[[ Records to process, beginning ]]

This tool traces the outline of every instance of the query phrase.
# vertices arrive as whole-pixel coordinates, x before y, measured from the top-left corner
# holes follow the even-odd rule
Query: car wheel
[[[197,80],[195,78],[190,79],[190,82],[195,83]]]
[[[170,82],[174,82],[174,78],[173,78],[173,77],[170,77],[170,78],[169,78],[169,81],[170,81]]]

[[ Records to process, end ]]

_Task brief_. Once you have read the records, output each one exactly as written.

_Output for this exercise_.
This tool traces the outline of every instance of the query phrase.
# vertices arrive as whole-pixel coordinates, x before y, measured from the top-left corner
# holes follow the even-odd rule
Query: car wheel
[[[197,80],[195,78],[190,79],[190,82],[195,83]]]
[[[170,82],[174,82],[174,78],[173,78],[173,77],[170,77],[170,78],[169,78],[169,81],[170,81]]]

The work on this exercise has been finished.